→ **Okuma Metni**:
_ _ _

Görüntülediğiniz mahkeme kararı henüz kesinleşmemiştir. Yararlı olması amacıyla eklenmiştir.
T.C. ANKARA 4. FİKRİ VE SINAÎ HAKLAR HUKUK MAHKEMESİ
T.C. “TÜRK MİLLETİ ADINA”
ANKARA
4. FİKRİ VE SINAÎ HAKLAR
HUKUK MAHKEMESİ K A R A R
ESAS NO : 2021/363
KARAR NO : 2022/323
HAKİM : … …
KATİP : … …
DAVACI : … ..
VEKİLİ : Av. … -.
DAVALI : 1- … -… …
VEKİLİ : Av. … – ..
DAVALI : 2- ..
VEKİLİ : Av. … – …A
DAVA : Marka 2021-M-8361 Sayılı YİDK Kararı İptali-Hükümsüzlük
DAVA TARİHİ : 17/12/2021
KARAR TARİHİ : 28/11/2022 Yazım Tarihi: 26/12/2022
İDDİA:
Davacı vekili dava dilekçesinde ÖZETLE: Müvekkilinin 1988 yılında kurulduğunu, Türkiye’nin en köklü şirketlerinden biri olduğunu, bu güne kadar turizmden gayrimenkule, perakendeden internet teknolojilerine, farklı endüstrilerde faaliyet gösterdiğini, 1992 yılında otel zinciri yatırımı ile girişimciliğini yeni bir boyuta taşıdığını, Müvekkil Şirkete ait … ibareli tescilli markalarının olduğunu, müvekkilin hem işletme adı hem de markasal olarak “… ibaresini sunduğu hizmetler ile özdeşleştiğini ve yoğun kullanım sonucu ayırt edici nitelik kazanmış itibarlı ve tanınmış bir marka olduğunu, 2012 yılından bu yana basında çok sayıda habere konu edildiğini, müvekkilinin Türkiye’nin muhtelif şehirlerindeki diğer otellerin yanı sıra Türkiye’nin ilk ve tek destinasyon SPA’sı olan … Dünya, 2018, 2017, 2016, 2015 yılında … Bölgesinin Kazananı ödülüne, ….Bölgesinin … İyisi ödülüne; 2017 yılında …tarafından….ödülüne layık görüldüğünü, müvekkilinin birçok sertifikasının olduğunu… alan adlı internet sitesinin müvekkiline ait olduğunu davalı Şirket adına başvurusu yapılan … kod numaralı “…” markasının müvekkiline ait NUA ibareli tanınmış seri markalarla ayırt edilemeyecek derecede benzerliğinin bulunduğunu, …markası müvekkil tarafından kullanılan Türk Patent nezdinde tescilli …. ibareli tanınmış, seri markalar ve “…” markası ile benzerlik yaratmaya matuf nitelikte ve çağrışım sureti ile markadan faydalanmaya çalıştığını, taraf markalar arasında tüketici nezdinde karışıklığa yol açacak derecede benzerlik bulunduğunu, müvekkiline ait … ibareli seri markalar 1-45 arasındaki tüm sınıflarda tescilli olduğunu, davalıya ait …. markası 25. sınıfta tescilli olduğunu, markalar arasında 25. sınıf bakımından çakışmanın mevcut olduğunu, bu durum müvekkiline ait markanın imajı, itibarı ve müşteri çevresinin … tarafından kullanılarak iltibas meydana getirilmeye çalışıldığını açıkça ortaya koyduğunu, markalar arasında görsel, sessel ve sınıfsal benzerlik bulunduğundan davalı markası müvekkil şirkete ait tanınmış seri markaların arasına sızma niteliğinde bir durum oluştuğunu, davalı yan başvurusunun kötü niyetli olduğunu belirterek davalı adına Türk Patent nezdinde tescil edilmiş.. ibareli markanın tüm sınıflar açısından hükümsüzlüğüne, YİDK’nın 14.10.2021 tarih ve …. sayılı kısmen ret kararının iptaline karar verilmesini talep ve dava etmiş, duruşmada da dilekçesini aynen tekrar etmiştir.

_ _ _

→ **Toplanan Veriler**:
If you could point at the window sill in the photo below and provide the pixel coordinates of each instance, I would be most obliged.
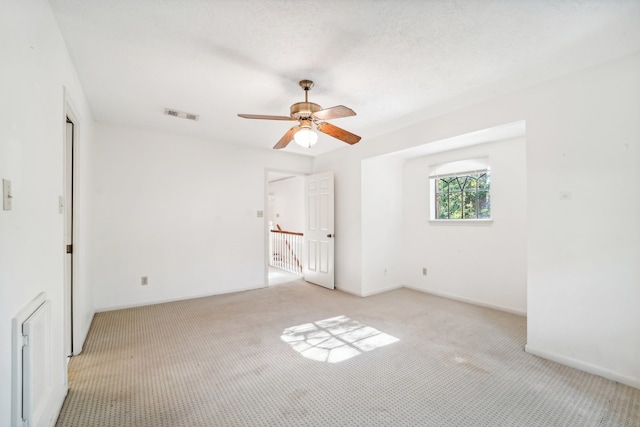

_ _ _

→ **Uygulama Görevleri**:
1. Mahkeme kararında gün, ay ve yıl ile birlikte verilen bütün tarihleri, her birinin neye ait olduğunu belirterek sıralayın.
2. Mahkeme kararı metnini son cümlesinden itibaren sürdürün.

→ **Yazılı Yanıtlar**:
1.
- 17/12/2021: dava tarihi
- 28/11/2022: karar tarihi
- 26/12/2022: yazım tarihi
- 14.10.2021: YİDK'nın kısmen ret kararının tarihi

2.
SAVUNMA:
Davalı kurum vekili dilekçe ve beyanında ÖZETLE: Alınan kararlar ve yapılan işlemlerin usule ve yasaya uygun olduğunu belirterek davanın reddini talep etmiştir.
Davalı şahıs vekili tarafından 31/08/2022 tarihli vekaletname sunulduğu, 07/10/2022 tarihli dilekçede bilirkişi raporundaki aleyhe hususları kabul etmediğini ve 28/11/2022 tarihli duruşmada davanın reddini talep etmiştir.
MUHAKEME:HMK kapsamında “Yazılı Yargılama Usulü ” uygulanmıştır.
DELİLLER ve DEĞERLENDİRME:
Taraflar arasındaki uyuşmazlığın; davalı şahsın … başvuru sayılı markası ile davacı tarafın “NUA” ibareli tescilli markaları arasında SMK 6/1 maddesine göre iltibas koşulları oluşup oluşmadığı, davacı tarafın 6/3 maddesine göre önceye dayalı kullanım ve gerçek hak sahipliği iddiası, SMK 6/5 maddesine göre markalarının tanınmışlığı iddiası ve SMK 6/9 maddesine göre de davalı başvurusunun kötü niyetli yapıldığı iddialarının yerinde ve doğru olup olmadığı, Türk Patent’in… YİDK kararının iptalinin ve davalı markasının da hükümsüzlüğünün gerekip gerekmediği noktasında olduğu anlaşılmıştır.
YİDK kararının 18/10/2021 tarihinde davacı tarafa tebliğ edildiği, davacının da 5000 sayılı TürkPatent Kanununun 15/C maddesinde öngörülen iki aylık süre içerisinde 17/12/2021 tarihinde ve 6769 sayılı SMK 156.ncı maddesinde görevli ve yetkili mahkemeye dava açtığı anlaşılmıştır.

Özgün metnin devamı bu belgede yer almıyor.